Work instruction.
What is needed is an exact transcription of every record.

====== Supplied records ======

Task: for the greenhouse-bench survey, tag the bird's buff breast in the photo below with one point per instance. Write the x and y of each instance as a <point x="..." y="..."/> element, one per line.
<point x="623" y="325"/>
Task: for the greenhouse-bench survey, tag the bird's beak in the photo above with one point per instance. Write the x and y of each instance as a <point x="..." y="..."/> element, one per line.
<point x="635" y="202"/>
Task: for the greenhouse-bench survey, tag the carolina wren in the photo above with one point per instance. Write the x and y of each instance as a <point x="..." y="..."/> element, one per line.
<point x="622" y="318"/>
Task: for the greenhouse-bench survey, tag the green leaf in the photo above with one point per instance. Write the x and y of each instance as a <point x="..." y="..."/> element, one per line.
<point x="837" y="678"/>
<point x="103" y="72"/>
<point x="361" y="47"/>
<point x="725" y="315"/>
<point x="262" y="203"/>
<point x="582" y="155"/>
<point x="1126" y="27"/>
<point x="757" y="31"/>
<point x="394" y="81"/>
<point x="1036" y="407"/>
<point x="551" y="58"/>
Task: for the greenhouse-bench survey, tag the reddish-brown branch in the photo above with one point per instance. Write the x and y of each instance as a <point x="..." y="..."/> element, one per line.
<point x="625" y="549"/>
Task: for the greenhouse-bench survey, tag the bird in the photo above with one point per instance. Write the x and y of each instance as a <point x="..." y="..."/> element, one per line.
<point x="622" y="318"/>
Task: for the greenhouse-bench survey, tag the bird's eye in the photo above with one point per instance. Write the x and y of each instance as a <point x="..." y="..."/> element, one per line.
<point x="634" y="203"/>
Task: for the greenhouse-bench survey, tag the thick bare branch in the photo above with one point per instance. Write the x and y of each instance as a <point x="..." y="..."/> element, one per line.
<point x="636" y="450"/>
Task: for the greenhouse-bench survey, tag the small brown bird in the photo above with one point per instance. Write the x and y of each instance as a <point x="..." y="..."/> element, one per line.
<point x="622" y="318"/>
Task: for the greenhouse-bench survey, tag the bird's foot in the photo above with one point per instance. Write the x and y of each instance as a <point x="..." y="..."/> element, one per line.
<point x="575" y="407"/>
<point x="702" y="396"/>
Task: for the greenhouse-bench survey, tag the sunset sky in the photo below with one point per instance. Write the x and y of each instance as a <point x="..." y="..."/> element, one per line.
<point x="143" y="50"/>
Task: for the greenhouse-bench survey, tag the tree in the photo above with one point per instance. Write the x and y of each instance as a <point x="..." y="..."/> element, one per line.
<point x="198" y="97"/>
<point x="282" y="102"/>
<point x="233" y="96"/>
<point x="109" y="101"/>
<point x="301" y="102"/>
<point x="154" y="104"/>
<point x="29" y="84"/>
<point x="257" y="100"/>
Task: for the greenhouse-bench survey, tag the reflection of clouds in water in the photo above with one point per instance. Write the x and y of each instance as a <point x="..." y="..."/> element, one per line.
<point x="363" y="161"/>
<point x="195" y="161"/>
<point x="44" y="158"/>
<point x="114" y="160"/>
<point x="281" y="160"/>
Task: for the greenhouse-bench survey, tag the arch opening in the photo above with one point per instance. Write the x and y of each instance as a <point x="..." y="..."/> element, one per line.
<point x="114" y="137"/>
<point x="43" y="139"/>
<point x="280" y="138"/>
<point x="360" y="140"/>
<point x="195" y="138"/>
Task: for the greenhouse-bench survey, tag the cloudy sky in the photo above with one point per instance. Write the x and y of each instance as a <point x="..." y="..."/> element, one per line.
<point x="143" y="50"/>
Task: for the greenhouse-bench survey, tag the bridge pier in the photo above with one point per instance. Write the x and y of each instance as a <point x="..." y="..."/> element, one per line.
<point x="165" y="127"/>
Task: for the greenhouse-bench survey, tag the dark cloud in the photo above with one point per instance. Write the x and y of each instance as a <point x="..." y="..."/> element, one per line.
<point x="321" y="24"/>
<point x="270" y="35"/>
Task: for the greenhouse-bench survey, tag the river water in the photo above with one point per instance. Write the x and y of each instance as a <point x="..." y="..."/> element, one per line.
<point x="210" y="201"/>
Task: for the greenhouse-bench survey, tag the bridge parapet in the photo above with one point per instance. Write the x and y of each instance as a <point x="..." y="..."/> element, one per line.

======

Written reply.
Task: for the greenhouse-bench survey, tag the bird's buff breast in the photo below with one point per instance. Write the x and y of each instance as a <point x="..." y="..."/> element, one per line.
<point x="623" y="325"/>
Task: for the greenhouse-bench survey, tag the bird's beak in the photo above with one point per instance. Write the x and y of each instance as a <point x="..." y="..."/> element, one per line.
<point x="635" y="202"/>
Task: for the greenhouse-bench survey, tag the carolina wren in the photo above with one point per instance. Write the x and y of each instance as a <point x="..." y="..."/> element, one per line.
<point x="622" y="318"/>
Task: for the greenhouse-bench survey, tag the green leaf in the photo above with one point per instance. Write the x and y of each instance as a <point x="..." y="..."/> element, one per line.
<point x="837" y="678"/>
<point x="103" y="72"/>
<point x="361" y="47"/>
<point x="725" y="315"/>
<point x="262" y="203"/>
<point x="582" y="155"/>
<point x="1126" y="27"/>
<point x="757" y="31"/>
<point x="394" y="81"/>
<point x="1036" y="407"/>
<point x="551" y="58"/>
Task: for the greenhouse-bench survey, tag the reddish-brown branch in the photo above with one point per instance. Write the x and y of each instance as a <point x="..." y="..."/> element, one per line.
<point x="625" y="549"/>
Task: for the greenhouse-bench survey, tag the bird in the photo above with one point per instance. Write the x and y of each instance as a <point x="..." y="..."/> element, one per line.
<point x="622" y="318"/>
Task: for the greenhouse-bench survey, tag the bird's eye in the photo above with one point per instance. Write the x and y of each instance as a <point x="..." y="..."/> element, one per line.
<point x="634" y="203"/>
Task: for the greenhouse-bench survey, tag the thick bare branch in the photo above with one point per instance. Write the x and y of each instance as a <point x="..." y="..."/> element, one per line.
<point x="636" y="450"/>
Task: for the greenhouse-bench survey, tag the small brown bird in the photo above with one point per instance. Write the x and y of each instance as a <point x="..." y="..."/> element, one per line.
<point x="622" y="318"/>
Task: for the greenhouse-bench survey, tag the bird's foot in the photo above with one point per instance. Write the x and y of each instance as a <point x="..." y="..."/> element, one per line.
<point x="575" y="407"/>
<point x="702" y="396"/>
Task: for the greenhouse-bench survey, tag the sunset sky in the photo below with one point per instance. Write the x and y of each instance as a <point x="..." y="..."/> element, one per line.
<point x="143" y="50"/>
Task: for the greenhouse-bench survey, tag the tree in the photo above with one point per instance. Write the x and y of each instance as a <point x="..." y="..."/> element, one per line.
<point x="198" y="97"/>
<point x="282" y="102"/>
<point x="233" y="96"/>
<point x="109" y="101"/>
<point x="301" y="102"/>
<point x="154" y="104"/>
<point x="29" y="84"/>
<point x="257" y="100"/>
Task: for the greenhouse-bench survey, tag the reflection of clouds in water in the photo above with one point per instance. Write the x and y of each instance as a <point x="..." y="..."/> element, one per line.
<point x="363" y="161"/>
<point x="195" y="161"/>
<point x="44" y="158"/>
<point x="114" y="160"/>
<point x="281" y="160"/>
Task: for the greenhouse-bench survey, tag the arch opening in the photo above with one point per instance. Write the x and y of each instance as a <point x="..." y="..."/> element, one per line.
<point x="114" y="137"/>
<point x="43" y="139"/>
<point x="280" y="138"/>
<point x="360" y="140"/>
<point x="195" y="138"/>
Task: for the greenhouse-bench survey, tag the cloudy sky in the photo above with one point per instance. Write the x and y of each instance as a <point x="..." y="..."/> element, one per line.
<point x="143" y="50"/>
Task: for the greenhouse-bench survey, tag the bridge pier in the photo above with one point per instance. Write the x and y of each instance as a <point x="..." y="..."/> element, one per line.
<point x="165" y="127"/>
Task: for the greenhouse-bench survey, tag the dark cloud in the photo above with one point per instance. Write the x and y of each instance as a <point x="..." y="..."/> element, one per line.
<point x="321" y="24"/>
<point x="270" y="35"/>
Task: for the greenhouse-bench survey, tag the river water in the photo above with one point per instance. Write the x and y of each instance as a <point x="..." y="..."/> element, one per line.
<point x="210" y="201"/>
Task: for the greenhouse-bench survey, tag the bridge parapet in the photo above with one point per instance. Write the x and y of each instance as a <point x="..." y="..."/> element, one per line.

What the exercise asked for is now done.